Records drawn from a dataset:
========================================================================

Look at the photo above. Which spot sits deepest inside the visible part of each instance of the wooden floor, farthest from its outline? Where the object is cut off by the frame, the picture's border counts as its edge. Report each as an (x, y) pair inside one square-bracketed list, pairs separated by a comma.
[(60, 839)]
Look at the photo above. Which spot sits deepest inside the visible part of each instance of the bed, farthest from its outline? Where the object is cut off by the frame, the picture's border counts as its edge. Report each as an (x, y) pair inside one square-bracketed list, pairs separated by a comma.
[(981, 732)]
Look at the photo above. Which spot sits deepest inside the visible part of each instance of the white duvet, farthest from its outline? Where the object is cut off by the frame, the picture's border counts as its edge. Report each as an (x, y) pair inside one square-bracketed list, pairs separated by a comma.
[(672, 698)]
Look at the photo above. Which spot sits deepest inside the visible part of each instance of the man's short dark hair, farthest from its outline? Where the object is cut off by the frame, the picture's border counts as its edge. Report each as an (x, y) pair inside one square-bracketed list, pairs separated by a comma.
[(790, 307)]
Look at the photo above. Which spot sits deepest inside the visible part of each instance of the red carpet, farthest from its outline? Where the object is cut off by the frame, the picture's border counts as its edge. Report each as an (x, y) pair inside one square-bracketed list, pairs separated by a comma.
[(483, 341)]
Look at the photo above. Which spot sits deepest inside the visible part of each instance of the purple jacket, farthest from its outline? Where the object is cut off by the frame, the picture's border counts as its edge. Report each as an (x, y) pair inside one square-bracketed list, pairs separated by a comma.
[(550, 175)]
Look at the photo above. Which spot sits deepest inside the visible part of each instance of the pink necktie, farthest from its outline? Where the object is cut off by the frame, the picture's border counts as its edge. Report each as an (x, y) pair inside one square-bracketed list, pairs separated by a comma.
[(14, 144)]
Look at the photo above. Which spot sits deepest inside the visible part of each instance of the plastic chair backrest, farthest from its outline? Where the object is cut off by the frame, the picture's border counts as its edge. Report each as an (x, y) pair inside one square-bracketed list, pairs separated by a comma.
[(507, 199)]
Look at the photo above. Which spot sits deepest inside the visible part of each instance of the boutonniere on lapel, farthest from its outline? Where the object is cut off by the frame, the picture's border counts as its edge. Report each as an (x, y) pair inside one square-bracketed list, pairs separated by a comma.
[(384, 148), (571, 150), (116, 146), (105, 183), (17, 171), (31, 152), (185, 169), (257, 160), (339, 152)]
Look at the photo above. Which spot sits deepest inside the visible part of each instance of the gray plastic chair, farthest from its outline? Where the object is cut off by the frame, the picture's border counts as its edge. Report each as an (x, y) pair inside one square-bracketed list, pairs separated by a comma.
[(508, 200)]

========================================================================

> _TASK STATEMENT_
Every entry above must be reproduced word for word.

> _OUTPUT_
Look at the photo above. Which spot sits deepest inside the visible part of each instance of the wooden floor, farthest from its outline? Where the object is cut off by the frame, the picture's border counts as its edge. Report each as an (x, y) pair inside one square-bracketed list, pairs separated by a comma.
[(60, 839)]
Look at the photo above. Which spot sits deepest inside the visible part of each instance of the bed, farthest from its outline? Where the object is cut off by the frame, the picture's border counts as its edge. Report each as an (x, y) pair inside one square-bracketed list, pairs separated by a comma.
[(981, 732)]
Look at the photo above. Which spot sits deepest inside the visible part of each instance of the white duvet, farthest from its outline? Where the object is cut off by the frame, the picture's border counts as its edge. Report each as an (x, y) pair inside one square-bracketed list, pairs separated by a comma.
[(672, 698)]
Look at the photo above. Which spot sits deepest inside the visible part of each instance of the man's short dark hair, farthest from its outline? Where the object is cut off by the frame, the picture's border counts as its edge. Report each as an (x, y) pair inside one square-bracketed list, pairs separated by a comma.
[(790, 307)]
Look at the photo above. Which spot sits deepest inside the visible part of each instance of the red carpet, farthest from its outline? Where the object is cut off by the frame, the picture's border counts as its edge. Report each as an (x, y) pair inside one square-bracketed list, pairs separated by a comma.
[(483, 341)]
Look at the photo above. Which spot sits deepest inside the visible part of each instance of the purple jacket, farthest from its outline? Where the object is cut off by the frame, the picture's border counts as its edge. Report each as an (x, y) pair inside one square-bracketed list, pairs separated by a comma.
[(550, 175)]
Look at the photo above. Which spot sits deepest inside the visible part of each instance of the pink necktie, farthest from its outline? Where the object is cut off by the frame, the picture's border counts as its edge. Report each as an (x, y) pair inside one square-bracketed list, pairs separated by a comma.
[(14, 144)]
Look at the photo above. Which spot sits deepest inside the visible part of each instance of the plastic chair backrest, farthest from its outline? Where the object is cut off by the frame, the picture's border counts as its edge. Report each as an (x, y) pair inside one square-bracketed list, pairs separated by a comma.
[(507, 199)]
Look at the photo above. Which spot sits deepest inside the visible part of each instance of the boutonniere on lapel, farthest from its outline? Where the object is cut off by the frame, the picture's border counts as its edge. Report each as an (x, y) pair inside one square-bracketed list, pairs separated by a comma.
[(384, 148), (571, 150), (116, 146), (105, 183), (17, 171), (31, 152), (185, 169), (257, 160), (339, 152)]
Look at the photo above. Which spot sits deepest inside the visible part of each instance of the gray plastic chair, farthest from its outline? Where the object is cut off by the frame, the picture's border counts as its edge. Report each as an (x, y) pair inside one square-bracketed list, pairs separated by a comma.
[(508, 200)]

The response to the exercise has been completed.